Instructions for the task. Turn the stretch of data from the line containing "Please, when you have a moment, identify the jacket" through the line containing "308,356,456,456" into a Markdown table with two columns, Row and Line. Number each row and leave out any blank lines.

# START OF Stored rows

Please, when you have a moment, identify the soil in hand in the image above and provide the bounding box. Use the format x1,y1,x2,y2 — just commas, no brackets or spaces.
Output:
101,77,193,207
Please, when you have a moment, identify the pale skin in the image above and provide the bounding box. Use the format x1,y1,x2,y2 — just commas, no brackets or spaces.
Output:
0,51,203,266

# END OF Stored rows
# START OF Stored rows

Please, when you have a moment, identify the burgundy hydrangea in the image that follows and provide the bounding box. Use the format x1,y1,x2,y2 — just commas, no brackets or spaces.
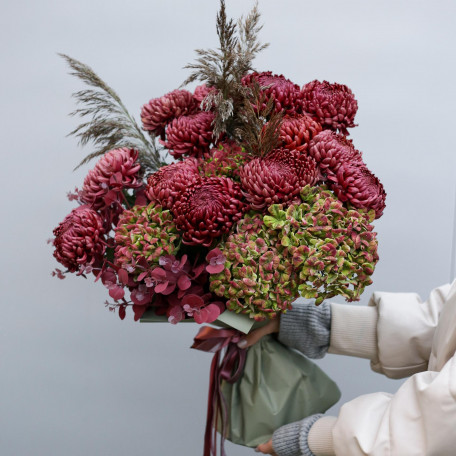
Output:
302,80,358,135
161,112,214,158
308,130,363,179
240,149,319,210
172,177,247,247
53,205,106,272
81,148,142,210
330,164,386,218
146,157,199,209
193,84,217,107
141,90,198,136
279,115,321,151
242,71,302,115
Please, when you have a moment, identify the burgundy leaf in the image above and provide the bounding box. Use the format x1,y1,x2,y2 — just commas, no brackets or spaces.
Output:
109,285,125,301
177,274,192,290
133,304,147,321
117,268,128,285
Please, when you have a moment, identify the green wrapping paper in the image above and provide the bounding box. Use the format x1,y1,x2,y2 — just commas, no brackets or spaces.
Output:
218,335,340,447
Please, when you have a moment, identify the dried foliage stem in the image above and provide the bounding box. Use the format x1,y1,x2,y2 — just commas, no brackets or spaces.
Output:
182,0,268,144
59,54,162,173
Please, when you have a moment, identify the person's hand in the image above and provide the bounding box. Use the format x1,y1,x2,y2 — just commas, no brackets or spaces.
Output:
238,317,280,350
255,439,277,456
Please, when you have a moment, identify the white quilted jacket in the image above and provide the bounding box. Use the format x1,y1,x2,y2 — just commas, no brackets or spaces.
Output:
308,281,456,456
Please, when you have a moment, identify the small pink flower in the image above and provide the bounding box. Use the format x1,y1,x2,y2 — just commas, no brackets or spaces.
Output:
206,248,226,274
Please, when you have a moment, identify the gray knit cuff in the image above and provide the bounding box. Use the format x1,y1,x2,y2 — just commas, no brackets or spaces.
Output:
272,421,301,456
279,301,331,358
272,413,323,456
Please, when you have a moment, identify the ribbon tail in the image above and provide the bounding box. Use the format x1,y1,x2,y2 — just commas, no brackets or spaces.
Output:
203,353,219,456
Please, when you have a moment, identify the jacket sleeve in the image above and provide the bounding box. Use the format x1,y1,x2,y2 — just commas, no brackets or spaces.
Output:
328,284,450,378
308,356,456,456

# END OF Stored rows
# START OF Stored rows

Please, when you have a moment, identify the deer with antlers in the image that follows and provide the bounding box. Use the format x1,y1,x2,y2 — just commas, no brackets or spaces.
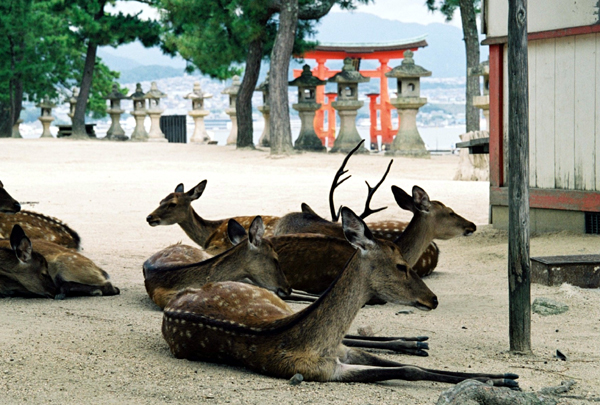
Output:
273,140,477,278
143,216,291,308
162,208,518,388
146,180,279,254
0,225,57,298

# END OF Stored rows

Finished answer.
| Row | Line |
|---|---|
| 1 | Please, when you have a moment, identify the jacket sleeve in the image above and provide the bounding box. Use the format x1,y1,x2,y2 — just commas, no brackets or spaces. |
| 2 | Output: |
| 3 | 328,284,450,378 |
| 4 | 308,356,456,456 |